--- Start of RECORDS FOR THE EXERCISE ---
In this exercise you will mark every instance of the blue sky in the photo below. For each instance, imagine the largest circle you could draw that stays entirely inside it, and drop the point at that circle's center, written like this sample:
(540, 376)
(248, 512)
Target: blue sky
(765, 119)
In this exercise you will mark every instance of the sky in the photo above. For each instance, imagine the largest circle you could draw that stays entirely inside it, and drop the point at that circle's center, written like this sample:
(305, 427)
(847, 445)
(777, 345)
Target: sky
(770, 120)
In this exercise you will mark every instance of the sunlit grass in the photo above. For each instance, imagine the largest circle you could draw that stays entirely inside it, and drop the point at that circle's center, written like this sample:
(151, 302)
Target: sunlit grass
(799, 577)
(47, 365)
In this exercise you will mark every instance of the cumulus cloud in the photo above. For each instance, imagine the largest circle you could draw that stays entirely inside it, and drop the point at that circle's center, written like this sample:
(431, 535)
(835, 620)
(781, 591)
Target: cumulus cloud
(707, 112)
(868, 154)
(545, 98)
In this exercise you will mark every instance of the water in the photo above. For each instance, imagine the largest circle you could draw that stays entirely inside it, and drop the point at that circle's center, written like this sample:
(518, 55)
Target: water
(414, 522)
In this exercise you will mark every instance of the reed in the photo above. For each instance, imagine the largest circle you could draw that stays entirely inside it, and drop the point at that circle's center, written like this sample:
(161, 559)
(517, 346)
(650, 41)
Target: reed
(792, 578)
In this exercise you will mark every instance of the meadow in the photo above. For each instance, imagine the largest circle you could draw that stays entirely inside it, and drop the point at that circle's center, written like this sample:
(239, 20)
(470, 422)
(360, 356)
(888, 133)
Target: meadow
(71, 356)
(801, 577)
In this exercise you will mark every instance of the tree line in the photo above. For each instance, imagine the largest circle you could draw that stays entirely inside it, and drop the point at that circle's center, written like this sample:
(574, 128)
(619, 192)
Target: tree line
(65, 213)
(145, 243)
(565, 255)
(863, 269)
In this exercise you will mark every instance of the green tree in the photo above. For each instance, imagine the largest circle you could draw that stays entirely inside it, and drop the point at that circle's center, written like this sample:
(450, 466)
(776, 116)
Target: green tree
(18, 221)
--- End of RECORDS FOR THE EXERCISE ---
## SHORT EXERCISE
Copy every row above again, swapping "largest circle" for "biggest circle" and keeping everything else the same.

## TASK SOLUTION
In this exercise you will mark every instance of the blue sky in the photo below. For each instance, imagine the biggest circle you could draw that stays entirely inside it, and drop the point at that circle's center, written like this sample:
(540, 376)
(248, 512)
Target: blue sky
(765, 119)
In this exercise you will mark every instance of the sky in the photo above. For each instance, imagine the biggest circle you could draw that stays entirely inside it, and drop the point at that circle's center, written like this sample:
(305, 427)
(847, 445)
(777, 345)
Target: sky
(770, 120)
In this exercise you will mark every instance of the sunlit grass in the photo above. For each instance, imagine the biggest circle you could draw that stays entirely inside it, and drop the point at that circle's center, written like this sample:
(151, 302)
Target: sunlit grass
(799, 577)
(47, 365)
In this exercise you will mark every instance of the cumulus cloud in the photo above. For each instance, imagine the biggest circle you could draw that stays entirely inside it, and drop the point at that circle's center, written like this sample:
(431, 535)
(835, 620)
(781, 591)
Target: cumulus cloud
(707, 112)
(868, 154)
(545, 98)
In this exercise you will mark every instance of the water in the photo above. For each instance, imagine the biggest circle you could draw that stays entirely inside it, and drop the point at that circle's center, written like this sample:
(518, 55)
Target: water
(414, 522)
In this exercise you will mark every instance of the reed in the photo above. For each instance, imagine the biggest circle you could draw that stays entirely inside it, and drop the point at that circle's center, written like this sample:
(161, 559)
(517, 346)
(650, 41)
Target: reed
(792, 578)
In this exercise you will mark every instance of the meadow in the photo above. For each instance, imagine the biggest circle you could draw that stays entirely inside it, and drop the point at that circle's center, written like this sample:
(239, 20)
(470, 422)
(360, 356)
(888, 133)
Target: meadow
(71, 356)
(801, 577)
In this exercise you will mark every instance of the tree line in the photo above. For each instance, imagine the biggest circle you could draw that stays entirely inside it, and drop the point at that circle's center, written like this sample:
(574, 128)
(619, 192)
Target: tree line
(65, 213)
(145, 243)
(565, 255)
(863, 269)
In this exercise you will mark every instance of the green tree in the photo above. For each instance, imagine the biggest circle you could draw that stays entirely inside it, and drop the point at that circle's center, written like this sample:
(450, 466)
(776, 116)
Target: green tree
(18, 221)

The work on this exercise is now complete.